── PASSAGE SHOWN

Bulkhead Pattern

Overview

The bulkhead pattern isolates resources to prevent failures from cascading. Like ship compartments that contain flooding, bulkheads limit the blast radius of failures by partitioning resources.

Key Concepts

Bulkhead Types

┌─────────────────────────────────────────────────────────────┐
│                    Bulkhead Patterns                         │
├─────────────────────────────────────────────────────────────┤
│                                                              │
│  1. Thread Pool Bulkhead:                                   │
│  ┌─────────────────────────────────────────────────────┐   │
│  │  Service A Pool (10 threads)   ████████████         │   │
│  │  Service B Pool (5 threads)    █████                │   │
│  │  Service C Pool (8 threads)    ████████             │   │
│  │                                                      │   │
│  │  If Service B is slow, only its 5 threads blocked   │   │
│  │  Services A and C continue unaffected               │   │
│  └─────────────────────────────────────────────────────┘   │
│                                                              │
│  2. Semaphore Bulkhead:                                     │
│  ┌─────────────────────────────────────────────────────┐   │
│  │  Permit count limits concurrent calls                │   │
│  │                                                      │   │
│  │  Semaphore(5) ──▶ [■][■][■][□][□]                  │   │
│  │                    ▲           ▲                     │   │
│  │                3 acquired    2 available            │   │
│  │                                                      │   │
│  │  Lighter weight than thread pools                   │   │
│  │  Uses caller's thread                               │   │
│  └─────────────────────────────────────────────────────┘   │
│                                                              │
│  3. Partition Bulkhead:                                     │
│  ┌─────────────────────────────────────────────────────┐   │
│  │  Tenant A ──▶ [Instance 1, Instance 2]              │   │
│  │  Tenant B ──▶ [Instance 3, Instance 4]              │   │
│  │  Tenant C ──▶ [Instance 5, Instance 6]              │   │
│  │                                                      │   │
│  │  Noisy neighbor in Tenant A doesn't affect B or C   │   │
│  └─────────────────────────────────────────────────────┘   │
│                                                              │
│  When to Use Which:                                         │
│  • Thread Pool: Need isolation + timeout                    │
│  • Semaphore: Lighter weight, caller-thread execution      │
│  • Partition: Multi-tenant, blast radius control            │
│                                                              │
└─────────────────────────────────────────────────────────────┘

Best Practices

1. Size Based on Expected Load

Analyze traffic patterns to size bulkheads appropriately.

2. Monitor Queue Depths

Alert when queues approach capacity.

3. Use Timeouts with Thread Pools

Prevent thread starvation from slow calls.

4. Different Bulkheads for Critical Services

Protect critical paths with dedicated resources.

5. Consider Rejection Handling

Define what happens when bulkhead is full.

Code Examples

Example 1: Thread Pool Bulkhead

@Configuration
public class BulkheadConfig {
    
    @Bean
    public ThreadPoolBulkheadRegistry threadPoolBulkheadRegistry() {
        ThreadPoolBulkheadConfig defaultConfig = ThreadPoolBulkheadConfig.custom()

────
── DATA EXTRACT

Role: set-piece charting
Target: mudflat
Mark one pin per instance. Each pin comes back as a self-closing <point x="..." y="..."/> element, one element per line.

────

▶ _TASK DETAILS_
In the bulkhead pattern page above, which type of bulkhead is described as lighter weight than thread pools and as using the caller's thread?

▶ _EXPECTED OUTPUT_
The semaphore bulkhead.